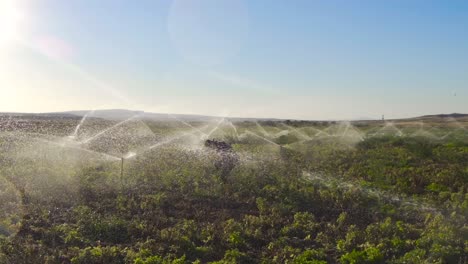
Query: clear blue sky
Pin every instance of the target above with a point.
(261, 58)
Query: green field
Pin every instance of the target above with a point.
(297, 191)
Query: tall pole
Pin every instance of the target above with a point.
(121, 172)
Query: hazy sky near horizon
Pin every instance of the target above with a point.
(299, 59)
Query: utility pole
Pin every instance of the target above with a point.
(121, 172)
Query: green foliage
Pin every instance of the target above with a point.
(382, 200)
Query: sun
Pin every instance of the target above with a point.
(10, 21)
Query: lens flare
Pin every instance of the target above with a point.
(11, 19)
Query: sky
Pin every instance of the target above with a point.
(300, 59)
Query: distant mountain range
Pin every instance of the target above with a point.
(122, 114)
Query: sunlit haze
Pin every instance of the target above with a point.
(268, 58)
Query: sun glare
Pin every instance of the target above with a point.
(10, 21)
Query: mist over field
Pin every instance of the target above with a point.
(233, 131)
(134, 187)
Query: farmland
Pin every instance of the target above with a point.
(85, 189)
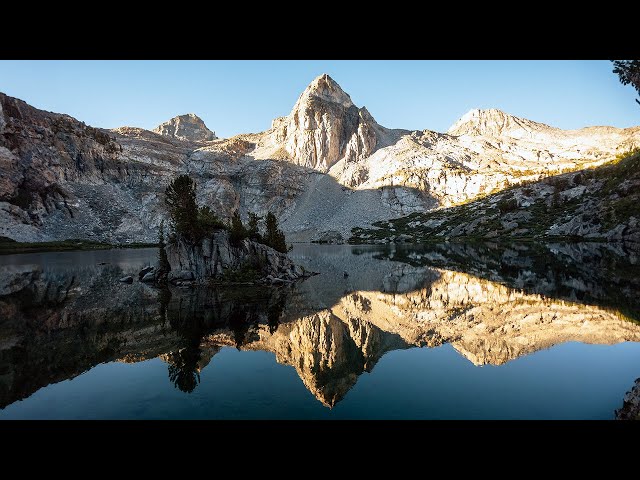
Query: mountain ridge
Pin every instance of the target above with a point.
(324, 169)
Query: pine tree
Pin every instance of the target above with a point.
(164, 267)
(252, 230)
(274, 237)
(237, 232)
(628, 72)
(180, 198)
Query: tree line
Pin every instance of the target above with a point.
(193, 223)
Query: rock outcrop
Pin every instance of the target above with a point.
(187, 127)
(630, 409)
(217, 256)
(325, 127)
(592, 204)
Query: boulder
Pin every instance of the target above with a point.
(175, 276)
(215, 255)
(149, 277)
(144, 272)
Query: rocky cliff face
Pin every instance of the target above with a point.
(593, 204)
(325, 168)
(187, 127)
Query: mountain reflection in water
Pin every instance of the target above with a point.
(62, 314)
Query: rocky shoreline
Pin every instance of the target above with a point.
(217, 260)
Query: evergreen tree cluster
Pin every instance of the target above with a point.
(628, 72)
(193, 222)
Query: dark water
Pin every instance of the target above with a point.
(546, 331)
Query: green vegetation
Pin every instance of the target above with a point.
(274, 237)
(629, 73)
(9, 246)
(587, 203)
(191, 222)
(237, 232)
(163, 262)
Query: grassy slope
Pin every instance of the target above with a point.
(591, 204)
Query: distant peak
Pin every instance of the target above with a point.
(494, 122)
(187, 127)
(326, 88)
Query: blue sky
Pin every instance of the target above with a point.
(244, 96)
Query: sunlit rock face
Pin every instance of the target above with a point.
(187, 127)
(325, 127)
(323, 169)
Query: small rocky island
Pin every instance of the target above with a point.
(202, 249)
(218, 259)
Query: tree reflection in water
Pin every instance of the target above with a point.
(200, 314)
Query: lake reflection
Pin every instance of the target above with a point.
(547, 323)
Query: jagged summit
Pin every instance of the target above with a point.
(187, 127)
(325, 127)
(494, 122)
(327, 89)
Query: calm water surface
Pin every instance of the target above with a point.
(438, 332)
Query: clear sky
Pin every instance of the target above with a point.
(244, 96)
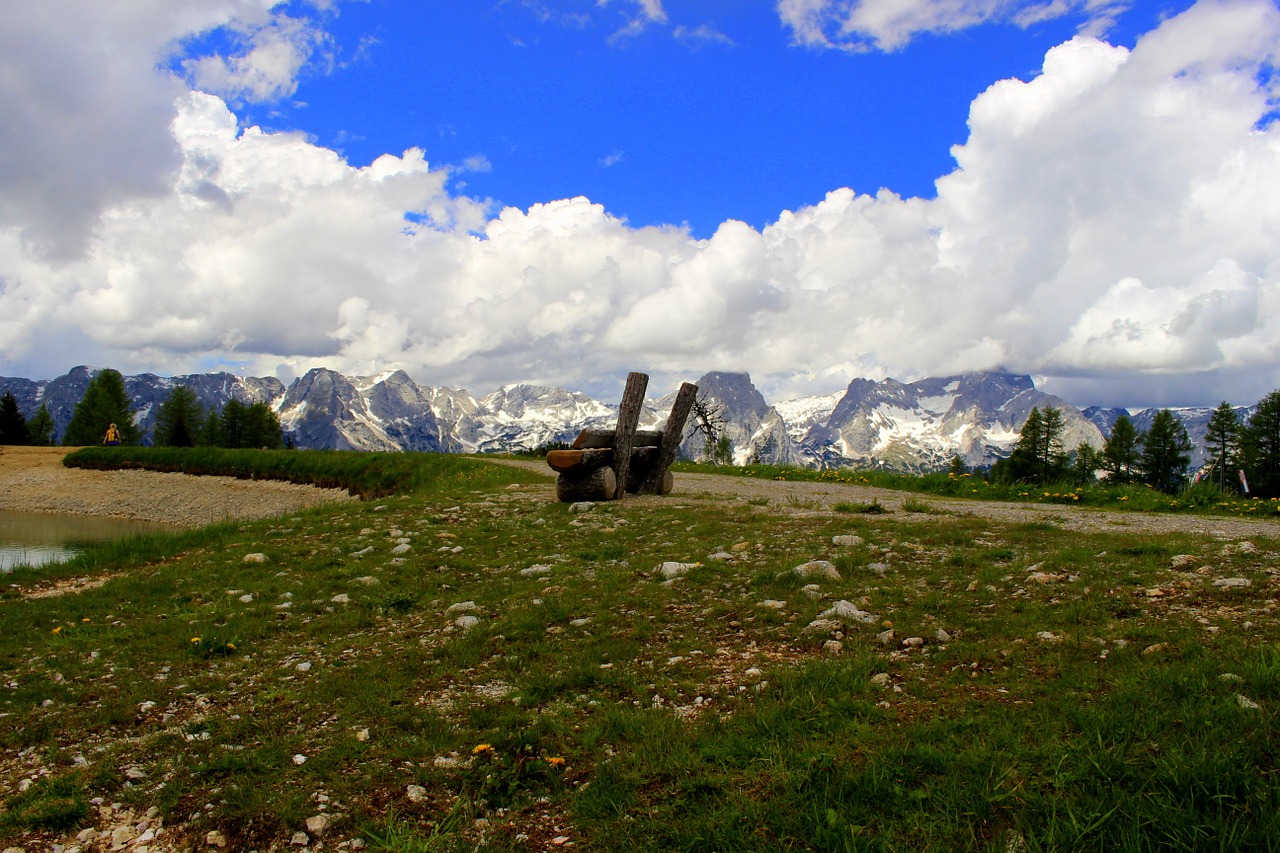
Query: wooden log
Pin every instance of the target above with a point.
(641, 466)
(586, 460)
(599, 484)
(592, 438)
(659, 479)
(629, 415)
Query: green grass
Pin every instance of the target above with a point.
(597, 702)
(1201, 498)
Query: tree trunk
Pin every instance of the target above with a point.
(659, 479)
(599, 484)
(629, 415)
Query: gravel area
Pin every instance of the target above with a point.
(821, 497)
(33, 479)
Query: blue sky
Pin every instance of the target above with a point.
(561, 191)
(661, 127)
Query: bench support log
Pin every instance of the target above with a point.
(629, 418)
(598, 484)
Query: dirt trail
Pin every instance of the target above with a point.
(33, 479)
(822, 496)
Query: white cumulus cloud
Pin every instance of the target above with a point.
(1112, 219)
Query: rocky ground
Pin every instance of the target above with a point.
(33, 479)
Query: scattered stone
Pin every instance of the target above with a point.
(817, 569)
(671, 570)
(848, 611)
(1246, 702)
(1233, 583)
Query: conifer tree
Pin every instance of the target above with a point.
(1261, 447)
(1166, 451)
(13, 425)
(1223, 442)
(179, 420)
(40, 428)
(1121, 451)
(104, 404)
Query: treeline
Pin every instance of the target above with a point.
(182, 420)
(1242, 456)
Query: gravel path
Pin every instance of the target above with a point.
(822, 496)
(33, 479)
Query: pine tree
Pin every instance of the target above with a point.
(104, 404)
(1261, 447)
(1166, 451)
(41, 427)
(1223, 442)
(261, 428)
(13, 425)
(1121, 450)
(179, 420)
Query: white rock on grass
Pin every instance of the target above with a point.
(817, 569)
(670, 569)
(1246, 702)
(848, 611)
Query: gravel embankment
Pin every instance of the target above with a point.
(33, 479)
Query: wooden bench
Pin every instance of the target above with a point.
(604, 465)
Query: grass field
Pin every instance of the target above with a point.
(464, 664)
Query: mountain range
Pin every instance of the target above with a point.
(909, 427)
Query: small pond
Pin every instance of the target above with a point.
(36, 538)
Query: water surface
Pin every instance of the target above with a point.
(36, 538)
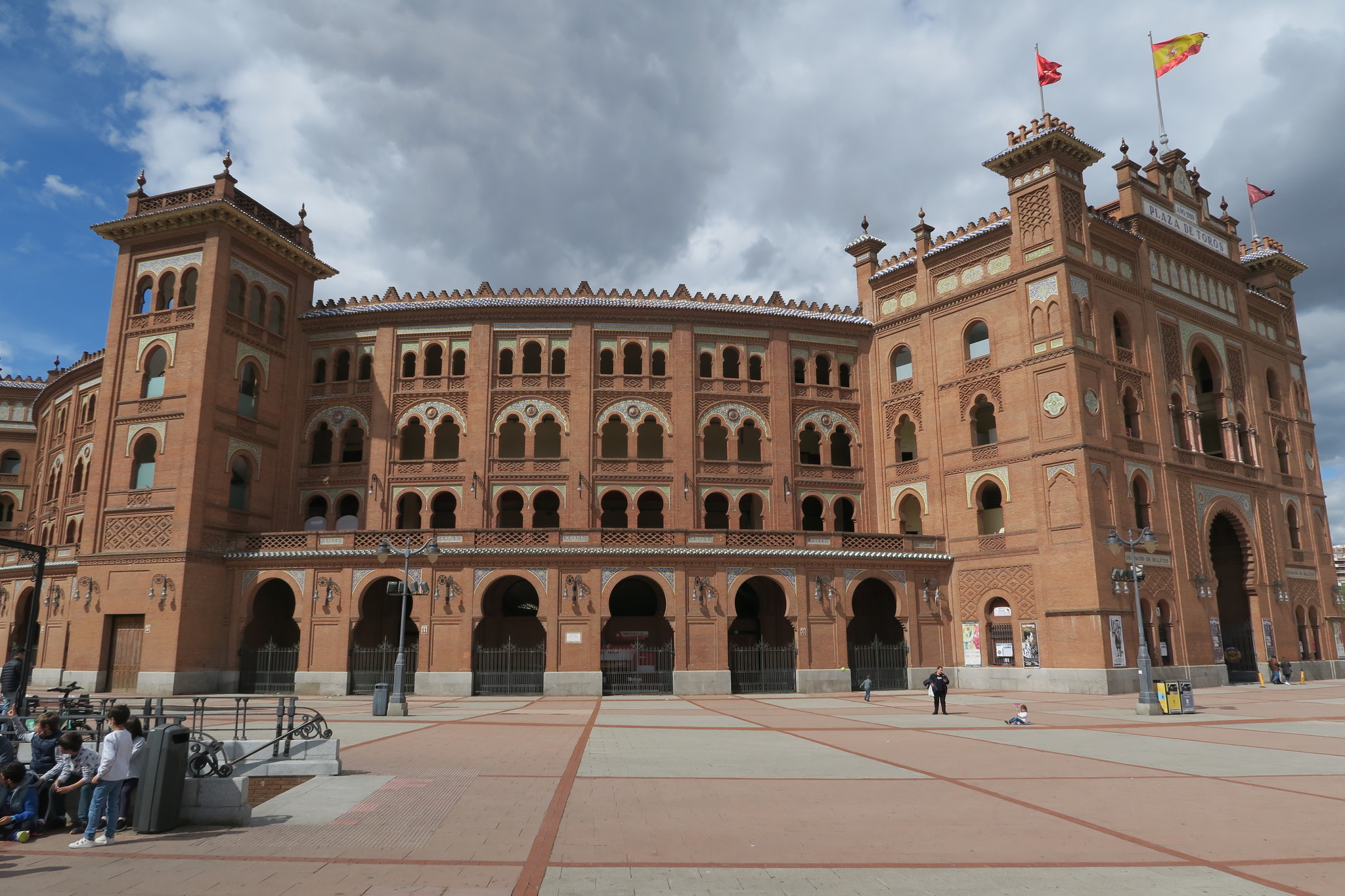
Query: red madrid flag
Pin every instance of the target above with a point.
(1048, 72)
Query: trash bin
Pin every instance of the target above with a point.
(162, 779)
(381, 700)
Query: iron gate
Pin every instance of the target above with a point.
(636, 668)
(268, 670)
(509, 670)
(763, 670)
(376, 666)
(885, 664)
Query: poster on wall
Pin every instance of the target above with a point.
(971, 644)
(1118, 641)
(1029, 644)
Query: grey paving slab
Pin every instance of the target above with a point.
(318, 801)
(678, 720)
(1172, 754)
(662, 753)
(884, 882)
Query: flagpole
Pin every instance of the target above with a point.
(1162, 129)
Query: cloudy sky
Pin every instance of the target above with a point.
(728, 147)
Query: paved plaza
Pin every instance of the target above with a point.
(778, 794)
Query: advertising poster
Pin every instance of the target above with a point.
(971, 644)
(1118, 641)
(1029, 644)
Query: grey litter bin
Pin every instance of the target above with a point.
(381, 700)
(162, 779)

Exercise details
Rewrite all of the records with "Prompt" in place of every "Query", changing nothing else, and leave the pictures out.

Output of the task
Prompt: clear blue sky
Pin every instance of the target above with a point.
(261, 58)
Prompt: green field
Pin every instance of the target above with a point.
(297, 191)
Prompt: tall pole
Pin every instance of the target above with a point.
(121, 172)
Prompt: hazy sky near horizon
Pin every instance of the target above with a point.
(299, 59)
Prompt: utility pole
Pin every instance of the target above with a point.
(121, 172)
Prompt: green foliage
Pin every instance of the target above with a point.
(382, 200)
Prompt: sun
Pin every instance of the target above with a point.
(10, 21)
Prompt: lens flare
Pin every instance of the target above with a point.
(11, 19)
Prompt: sky
Pin every instance of the target above with a point.
(300, 59)
Prompt: distant mountain range
Pin every instance of the target above with a point.
(122, 114)
Prompt: sunlit haze
Pin every instance of the target above with a point.
(268, 58)
Prompt: sun glare
Pin every instance of the target above with a point.
(10, 21)
Prompt: mist over field
Pin every instance of the target above with a point.
(233, 131)
(134, 187)
Prompt: farmland
Pin every instance of the target above with a point.
(85, 189)
Prompt: mountain ridge
Pin every instance of the target above with a point.
(324, 169)
Prompt: pine tree
Pin every instance of the target above with a point.
(164, 267)
(252, 230)
(274, 237)
(237, 232)
(628, 72)
(180, 198)
Prompt: tree line
Pin every instance of the target above with a point.
(193, 223)
Prompt: rock outcrop
Pin every instance of the target above with a point.
(187, 127)
(630, 409)
(217, 256)
(325, 127)
(592, 204)
Prompt: boulder
Pin every instance of the target above with a point.
(175, 276)
(215, 255)
(149, 277)
(144, 272)
Prompt: rocky cliff face
Pin every instance of the target above with a point.
(593, 204)
(325, 168)
(187, 127)
Prompt: mountain reflection in water
Pin every instance of the target above with a point.
(62, 314)
Prompt: rocky shoreline
Pin every instance of the target above with a point.
(217, 260)
Prompt: evergreen tree cluster
Pin every instance of the target above with a point.
(628, 72)
(193, 222)
Prompt: dark water
Pin every instance of the target above with a point.
(546, 331)
Prompt: green vegetation
Pin every instance of the target above with a point.
(274, 237)
(629, 73)
(9, 246)
(587, 203)
(191, 222)
(237, 232)
(163, 262)
Prompt: grassy slope
Pin every instance of the target above with a point.
(591, 204)
Prompt: distant peak
Pin every instance of the target above with a point.
(494, 122)
(187, 127)
(326, 88)
Prompt: blue sky
Pin every instance of the target above with a point.
(244, 96)
Prompt: sunlit rock face
Pin every instance of the target above with a point.
(187, 127)
(325, 127)
(323, 169)
Prompt: small rocky island
Pin every instance of the target above with a point.
(202, 249)
(218, 259)
Prompt: tree reflection in water
Pin every instance of the target above with a point.
(200, 314)
Prompt: lake reflection
Pin every instance of the target above with a point.
(547, 323)
Prompt: jagged summit
Pin every instance of the target above with a point.
(187, 127)
(325, 127)
(494, 122)
(327, 89)
Prompt: calm water surface
Pin every instance of the target above with a point.
(438, 332)
Prompt: clear sky
Pin every instance of the target above with a point.
(244, 96)
Prompt: wooden log
Pin every instance of the target above with a point.
(641, 466)
(586, 460)
(599, 484)
(592, 438)
(659, 479)
(629, 415)
Prompt: green grass
Pin every instance of the target above with a point.
(597, 702)
(1201, 498)
Prompt: tree trunk
Pin every instance of the target above with a point.
(659, 479)
(599, 484)
(629, 415)
Prompt: gravel area
Pin every instance of the target above with a point.
(821, 497)
(33, 479)
Prompt: blue sky
Pin every instance of the target above with a point.
(561, 191)
(661, 127)
Prompt: bench support log
Pin every instance of the target above with a point.
(629, 418)
(598, 484)
Prompt: dirt trail
Pin every instance of the target above with a point.
(33, 479)
(822, 496)
Prompt: white cumulus cloud
Pin every instance of the target above with a point.
(1112, 219)
Prompt: rocky ground
Pin every instance of the target above with a point.
(33, 479)
Prompt: scattered stone
Pin every instance of the target above with a point.
(817, 569)
(671, 570)
(848, 611)
(1246, 702)
(1233, 583)
Prompt: conifer tree
Pin every instance of the target above with a point.
(1261, 447)
(1166, 451)
(13, 425)
(1223, 442)
(179, 420)
(40, 428)
(1121, 451)
(104, 404)
Prompt: treeline
Pin every instance of the target above with a point.
(182, 420)
(1242, 456)
Prompt: gravel path
Pin every instance of the target above with a point.
(822, 496)
(33, 479)
Prompt: pine tree
Pin every instance of the target above with a point.
(104, 404)
(1261, 447)
(1166, 451)
(41, 427)
(1223, 442)
(261, 428)
(13, 425)
(1121, 450)
(179, 420)
Prompt: white rock on grass
Pin every instance of the target above with a point.
(817, 569)
(670, 569)
(1246, 702)
(848, 611)
Prompt: gravel embankment
Pin every instance of the target above with a point.
(33, 479)
Prompt: wooden bench
Pin every instance of the target above with a point.
(604, 465)
Prompt: grass field
Pin every instance of the target above with a point.
(464, 664)
Prompt: mountain range
Pin every instance of the target above with a point.
(909, 427)
Prompt: small pond
Pin every instance of the target above with a point.
(36, 538)
Prompt: water surface
Pin every instance of the target above with a point.
(36, 538)
Prompt: red madrid flag
Pin every instance of the target above with a point.
(1048, 72)
Prompt: trash bin
Pin every instance of the target above with a point.
(162, 779)
(381, 700)
Prompt: iron gate
Pin every instance of the target above with a point.
(636, 668)
(268, 670)
(509, 670)
(763, 670)
(376, 666)
(885, 664)
Prompt: poster on wall
Pin every instance of the target above with a point.
(971, 644)
(1118, 641)
(1029, 644)
Prompt: grey paving slab
Pin every instance of the target above with a point.
(318, 801)
(678, 720)
(1172, 754)
(662, 753)
(884, 882)
Prompt: flagpole
Pin every instance of the target above with a point.
(1162, 129)
Prompt: cloudy sky
Pin every instance of the target above with a point.
(728, 147)
Prompt: paved plaza
Pin every instance of the target above with a point.
(778, 794)
Prompt: advertising poster
Pin every instance of the target above with a point.
(971, 644)
(1118, 641)
(1029, 644)
Prompt: grey litter bin
Pin every instance of the target above with a point.
(381, 700)
(162, 779)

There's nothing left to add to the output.